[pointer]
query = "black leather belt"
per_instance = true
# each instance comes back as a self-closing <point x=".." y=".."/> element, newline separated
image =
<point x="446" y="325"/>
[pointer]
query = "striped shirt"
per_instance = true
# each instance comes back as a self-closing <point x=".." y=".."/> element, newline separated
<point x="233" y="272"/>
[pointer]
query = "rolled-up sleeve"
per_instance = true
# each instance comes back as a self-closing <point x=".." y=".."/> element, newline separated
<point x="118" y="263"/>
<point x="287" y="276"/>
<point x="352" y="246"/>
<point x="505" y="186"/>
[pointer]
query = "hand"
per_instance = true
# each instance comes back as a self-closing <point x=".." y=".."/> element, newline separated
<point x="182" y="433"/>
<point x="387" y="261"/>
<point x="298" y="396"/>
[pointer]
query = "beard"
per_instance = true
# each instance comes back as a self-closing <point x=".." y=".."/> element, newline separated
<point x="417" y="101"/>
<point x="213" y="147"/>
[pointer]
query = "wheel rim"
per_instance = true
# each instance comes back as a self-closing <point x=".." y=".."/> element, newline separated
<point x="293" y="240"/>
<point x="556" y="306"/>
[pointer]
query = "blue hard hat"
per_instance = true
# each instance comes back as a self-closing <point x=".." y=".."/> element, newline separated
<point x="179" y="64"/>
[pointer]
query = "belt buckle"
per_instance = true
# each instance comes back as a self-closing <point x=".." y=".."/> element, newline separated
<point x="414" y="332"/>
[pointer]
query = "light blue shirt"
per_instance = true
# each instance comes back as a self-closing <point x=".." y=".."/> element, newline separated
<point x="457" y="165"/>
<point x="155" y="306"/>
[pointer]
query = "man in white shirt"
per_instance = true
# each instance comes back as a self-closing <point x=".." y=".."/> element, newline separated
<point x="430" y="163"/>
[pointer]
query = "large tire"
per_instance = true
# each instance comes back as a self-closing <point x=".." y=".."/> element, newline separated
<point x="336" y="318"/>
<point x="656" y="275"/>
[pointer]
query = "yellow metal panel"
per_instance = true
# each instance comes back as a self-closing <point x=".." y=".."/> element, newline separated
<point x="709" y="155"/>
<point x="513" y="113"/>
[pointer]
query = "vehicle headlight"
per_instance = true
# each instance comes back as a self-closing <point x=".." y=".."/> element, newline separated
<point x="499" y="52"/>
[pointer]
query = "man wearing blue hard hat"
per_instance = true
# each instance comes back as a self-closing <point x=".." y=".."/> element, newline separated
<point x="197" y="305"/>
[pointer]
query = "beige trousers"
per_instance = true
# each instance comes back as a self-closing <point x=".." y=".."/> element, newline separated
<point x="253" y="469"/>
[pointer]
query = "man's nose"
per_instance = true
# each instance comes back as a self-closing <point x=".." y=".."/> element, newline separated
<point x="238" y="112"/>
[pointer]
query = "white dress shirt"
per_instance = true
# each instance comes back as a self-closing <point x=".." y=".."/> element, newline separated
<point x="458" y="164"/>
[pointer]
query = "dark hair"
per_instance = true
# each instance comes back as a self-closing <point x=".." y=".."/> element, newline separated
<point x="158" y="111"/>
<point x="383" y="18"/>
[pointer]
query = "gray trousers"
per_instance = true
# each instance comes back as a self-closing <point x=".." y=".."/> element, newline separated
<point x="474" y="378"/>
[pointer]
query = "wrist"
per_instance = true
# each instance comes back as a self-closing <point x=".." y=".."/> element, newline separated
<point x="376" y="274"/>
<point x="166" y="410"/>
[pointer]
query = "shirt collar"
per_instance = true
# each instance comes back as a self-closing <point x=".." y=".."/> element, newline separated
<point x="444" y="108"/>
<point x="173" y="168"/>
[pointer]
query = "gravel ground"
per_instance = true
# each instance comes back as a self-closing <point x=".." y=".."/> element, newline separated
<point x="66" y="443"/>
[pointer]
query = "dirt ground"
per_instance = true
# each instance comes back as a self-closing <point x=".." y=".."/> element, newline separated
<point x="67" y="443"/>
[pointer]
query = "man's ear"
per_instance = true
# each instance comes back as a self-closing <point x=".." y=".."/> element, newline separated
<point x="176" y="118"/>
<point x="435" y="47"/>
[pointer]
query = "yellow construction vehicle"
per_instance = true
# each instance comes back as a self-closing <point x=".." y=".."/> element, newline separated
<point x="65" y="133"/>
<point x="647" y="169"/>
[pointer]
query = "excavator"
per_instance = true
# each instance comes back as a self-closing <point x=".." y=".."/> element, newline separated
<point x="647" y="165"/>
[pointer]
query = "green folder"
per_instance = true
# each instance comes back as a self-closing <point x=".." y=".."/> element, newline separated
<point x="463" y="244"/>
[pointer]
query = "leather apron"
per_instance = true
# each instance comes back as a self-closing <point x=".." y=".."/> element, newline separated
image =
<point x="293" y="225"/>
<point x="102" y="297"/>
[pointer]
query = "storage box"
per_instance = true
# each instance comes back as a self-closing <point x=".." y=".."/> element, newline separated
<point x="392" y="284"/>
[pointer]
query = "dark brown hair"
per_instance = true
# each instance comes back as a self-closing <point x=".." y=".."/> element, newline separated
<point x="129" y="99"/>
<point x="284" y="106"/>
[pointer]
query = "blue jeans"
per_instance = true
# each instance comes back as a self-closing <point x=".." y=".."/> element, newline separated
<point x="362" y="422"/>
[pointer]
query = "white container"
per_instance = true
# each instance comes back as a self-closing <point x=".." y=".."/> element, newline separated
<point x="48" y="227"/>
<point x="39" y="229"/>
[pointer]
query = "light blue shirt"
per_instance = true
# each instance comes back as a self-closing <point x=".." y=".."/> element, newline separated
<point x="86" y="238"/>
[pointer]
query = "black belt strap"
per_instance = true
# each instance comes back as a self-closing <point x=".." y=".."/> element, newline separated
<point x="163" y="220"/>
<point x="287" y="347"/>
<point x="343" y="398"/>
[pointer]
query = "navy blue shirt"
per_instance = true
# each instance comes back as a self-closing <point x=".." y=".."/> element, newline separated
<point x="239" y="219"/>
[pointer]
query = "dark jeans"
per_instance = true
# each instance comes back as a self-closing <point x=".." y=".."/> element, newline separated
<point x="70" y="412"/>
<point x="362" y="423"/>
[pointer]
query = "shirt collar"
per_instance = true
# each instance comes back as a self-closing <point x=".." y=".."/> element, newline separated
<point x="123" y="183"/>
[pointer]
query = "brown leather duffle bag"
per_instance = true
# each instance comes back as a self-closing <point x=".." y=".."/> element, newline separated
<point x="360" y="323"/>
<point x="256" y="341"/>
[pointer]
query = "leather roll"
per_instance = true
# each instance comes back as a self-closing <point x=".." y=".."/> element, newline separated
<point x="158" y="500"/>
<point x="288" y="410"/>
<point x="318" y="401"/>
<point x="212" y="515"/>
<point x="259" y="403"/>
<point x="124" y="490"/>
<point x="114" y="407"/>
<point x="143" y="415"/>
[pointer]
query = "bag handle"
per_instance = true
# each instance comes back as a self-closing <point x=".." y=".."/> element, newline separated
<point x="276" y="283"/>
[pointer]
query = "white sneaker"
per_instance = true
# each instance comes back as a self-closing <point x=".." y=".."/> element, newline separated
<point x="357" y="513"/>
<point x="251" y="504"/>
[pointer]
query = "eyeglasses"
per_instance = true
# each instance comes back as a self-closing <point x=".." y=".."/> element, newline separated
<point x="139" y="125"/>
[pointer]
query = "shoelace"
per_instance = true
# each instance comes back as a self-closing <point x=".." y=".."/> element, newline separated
------------------------------------------------
What the exercise asks: Using only the data above, copy out the lines that include the word "leather".

Answer to this problem:
query = "black leather belt"
query = "leather apron"
query = "brown leather duffle bag"
query = "leather roll"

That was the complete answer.